▶ _O QUE FAZER_
Reproduza, sem alterações, o trecho do texto sobre o EP da Jup entre "Sim, o corpo" e "minha própria performance.", ambos inclusive.

▶ _PÁGINA_
###
Imagino que seja essa ideia que faz com que a Jup diga que o seu EP passe por um ciclo narrativo de nascimento, vida e morte. Porque, no Universo, esses processos acontecem ao mesmo tempo e O-TEM-PO-TO-DO. Provavelmente, tá acontecendo agora dentro do seu corpo, se você não for um leitor defunto.

Também imagino que seja essa ideia que faz a Jup dizer que seu corpo já morreu inúmeras vezes, mesmo que ele continue vivo. Apaixonada pela professora Helena Vieira, a Jup concorda:

Sim, o corpo trans, o corpo travesti passa por outra lógica cronológica. (...) Quando falo que já morri inúmeras vezes, quero falar sobre os sacrifícios que já tive que fazer de muitos eu’s para me reconhecer. Já tive que sacrificar o filho que meus pais planejaram que eu deveria ser, sacrifiquei o cidadão que a sociedade esperava que eu fosse e venho sacrificando todas as outras características desde ao acordar até me olhar no espelho. Morro e renasço todos os dias e de todas as formas, pessoal ou profissionalmente. O tempo me atravessa em todos os lugares, desde as referências de mulheridades que constroem a artista que venho me tornado, das que já passaram pela minha vida, até admitir que posso construir a minha própria mulheridade, a minha própria performance.
###
[Linhas de um conjunto de dados de apontamento]

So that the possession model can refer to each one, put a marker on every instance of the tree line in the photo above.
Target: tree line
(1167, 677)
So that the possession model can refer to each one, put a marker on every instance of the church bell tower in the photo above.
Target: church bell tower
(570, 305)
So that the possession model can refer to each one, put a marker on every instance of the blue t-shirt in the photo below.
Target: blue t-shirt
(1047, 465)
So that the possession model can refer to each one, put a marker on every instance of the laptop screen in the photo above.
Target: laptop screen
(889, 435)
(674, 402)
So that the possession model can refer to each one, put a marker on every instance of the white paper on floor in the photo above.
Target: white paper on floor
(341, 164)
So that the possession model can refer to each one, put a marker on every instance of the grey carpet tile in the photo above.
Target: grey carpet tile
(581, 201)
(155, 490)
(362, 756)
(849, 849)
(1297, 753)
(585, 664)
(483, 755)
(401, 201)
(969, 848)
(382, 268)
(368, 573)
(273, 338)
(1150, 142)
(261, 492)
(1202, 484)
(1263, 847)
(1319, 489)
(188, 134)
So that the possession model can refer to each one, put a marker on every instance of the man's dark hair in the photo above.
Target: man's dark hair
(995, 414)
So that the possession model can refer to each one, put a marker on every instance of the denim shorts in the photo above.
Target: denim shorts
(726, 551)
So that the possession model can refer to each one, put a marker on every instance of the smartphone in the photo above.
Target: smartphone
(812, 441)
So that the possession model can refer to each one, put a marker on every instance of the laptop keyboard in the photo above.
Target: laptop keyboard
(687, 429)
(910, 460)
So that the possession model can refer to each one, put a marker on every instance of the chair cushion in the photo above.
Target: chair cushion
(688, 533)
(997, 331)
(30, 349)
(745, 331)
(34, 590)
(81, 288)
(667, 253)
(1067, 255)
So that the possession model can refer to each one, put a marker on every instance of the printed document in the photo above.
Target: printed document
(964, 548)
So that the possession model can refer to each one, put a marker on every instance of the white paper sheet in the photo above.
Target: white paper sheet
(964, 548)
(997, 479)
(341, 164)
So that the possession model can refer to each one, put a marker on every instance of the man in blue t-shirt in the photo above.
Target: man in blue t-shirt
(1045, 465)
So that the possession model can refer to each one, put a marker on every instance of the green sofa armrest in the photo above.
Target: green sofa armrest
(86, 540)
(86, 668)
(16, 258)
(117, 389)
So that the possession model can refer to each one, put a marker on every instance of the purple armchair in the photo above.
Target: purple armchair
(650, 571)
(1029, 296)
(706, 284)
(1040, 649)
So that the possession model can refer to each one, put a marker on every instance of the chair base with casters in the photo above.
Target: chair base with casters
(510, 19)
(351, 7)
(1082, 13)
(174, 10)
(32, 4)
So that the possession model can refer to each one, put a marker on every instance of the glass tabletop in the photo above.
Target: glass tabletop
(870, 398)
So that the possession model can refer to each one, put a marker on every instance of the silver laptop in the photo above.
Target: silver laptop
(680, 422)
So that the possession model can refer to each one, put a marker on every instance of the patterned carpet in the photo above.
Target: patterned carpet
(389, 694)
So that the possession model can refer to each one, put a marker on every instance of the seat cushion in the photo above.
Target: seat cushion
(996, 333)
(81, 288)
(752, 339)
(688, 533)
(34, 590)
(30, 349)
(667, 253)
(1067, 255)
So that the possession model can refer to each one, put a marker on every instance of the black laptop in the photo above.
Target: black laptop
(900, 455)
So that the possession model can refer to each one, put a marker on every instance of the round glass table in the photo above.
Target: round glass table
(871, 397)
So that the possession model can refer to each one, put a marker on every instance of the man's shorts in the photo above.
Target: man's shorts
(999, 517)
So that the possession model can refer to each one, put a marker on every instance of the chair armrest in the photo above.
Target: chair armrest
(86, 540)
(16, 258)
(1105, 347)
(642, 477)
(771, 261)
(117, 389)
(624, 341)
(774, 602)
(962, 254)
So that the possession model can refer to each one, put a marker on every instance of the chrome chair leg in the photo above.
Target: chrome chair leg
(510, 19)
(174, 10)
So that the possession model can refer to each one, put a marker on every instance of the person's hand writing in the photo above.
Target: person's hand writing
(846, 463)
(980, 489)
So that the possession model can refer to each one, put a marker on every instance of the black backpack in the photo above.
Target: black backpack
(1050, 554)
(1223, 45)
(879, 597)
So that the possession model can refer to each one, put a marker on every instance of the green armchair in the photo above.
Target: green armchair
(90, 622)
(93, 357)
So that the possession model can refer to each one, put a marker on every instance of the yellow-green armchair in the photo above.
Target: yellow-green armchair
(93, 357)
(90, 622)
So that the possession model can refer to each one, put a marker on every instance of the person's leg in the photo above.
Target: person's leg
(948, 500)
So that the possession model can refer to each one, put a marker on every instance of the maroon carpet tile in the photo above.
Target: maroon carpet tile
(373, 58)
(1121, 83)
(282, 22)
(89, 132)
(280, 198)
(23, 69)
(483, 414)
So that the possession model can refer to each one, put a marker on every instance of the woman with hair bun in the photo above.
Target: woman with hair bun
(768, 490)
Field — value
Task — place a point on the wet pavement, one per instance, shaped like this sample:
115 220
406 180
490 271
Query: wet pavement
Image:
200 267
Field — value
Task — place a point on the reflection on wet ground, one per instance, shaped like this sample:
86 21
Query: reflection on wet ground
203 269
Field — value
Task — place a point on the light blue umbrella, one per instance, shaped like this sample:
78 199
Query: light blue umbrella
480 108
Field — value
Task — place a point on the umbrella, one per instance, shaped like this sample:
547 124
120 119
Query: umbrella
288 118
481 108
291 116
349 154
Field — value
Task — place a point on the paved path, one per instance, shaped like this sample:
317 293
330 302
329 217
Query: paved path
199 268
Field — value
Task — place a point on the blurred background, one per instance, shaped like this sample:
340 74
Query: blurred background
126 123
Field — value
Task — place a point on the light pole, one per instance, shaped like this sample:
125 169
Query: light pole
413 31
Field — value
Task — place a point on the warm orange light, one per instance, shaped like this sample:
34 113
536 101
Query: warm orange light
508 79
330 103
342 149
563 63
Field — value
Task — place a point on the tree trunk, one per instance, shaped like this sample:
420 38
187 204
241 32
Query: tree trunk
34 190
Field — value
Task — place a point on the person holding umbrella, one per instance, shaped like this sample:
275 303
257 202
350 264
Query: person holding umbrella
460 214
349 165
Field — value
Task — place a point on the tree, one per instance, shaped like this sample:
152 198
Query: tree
###
▶ _RESULTADO DA TAREFA_
Sim, o corpo trans, o corpo travesti passa por outra lógica cronológica. (...) Quando falo que já morri inúmeras vezes, quero falar sobre os sacrifícios que já tive que fazer de muitos eu’s para me reconhecer. Já tive que sacrificar o filho que meus pais planejaram que eu deveria ser, sacrifiquei o cidadão que a sociedade esperava que eu fosse e venho sacrificando todas as outras características desde ao acordar até me olhar no espelho. Morro e renasço todos os dias e de todas as formas, pessoal ou profissionalmente. O tempo me atravessa em todos os lugares, desde as referências de mulheridades que constroem a artista que venho me tornado, das que já passaram pela minha vida, até admitir que posso construir a minha própria mulheridade, a minha própria performance.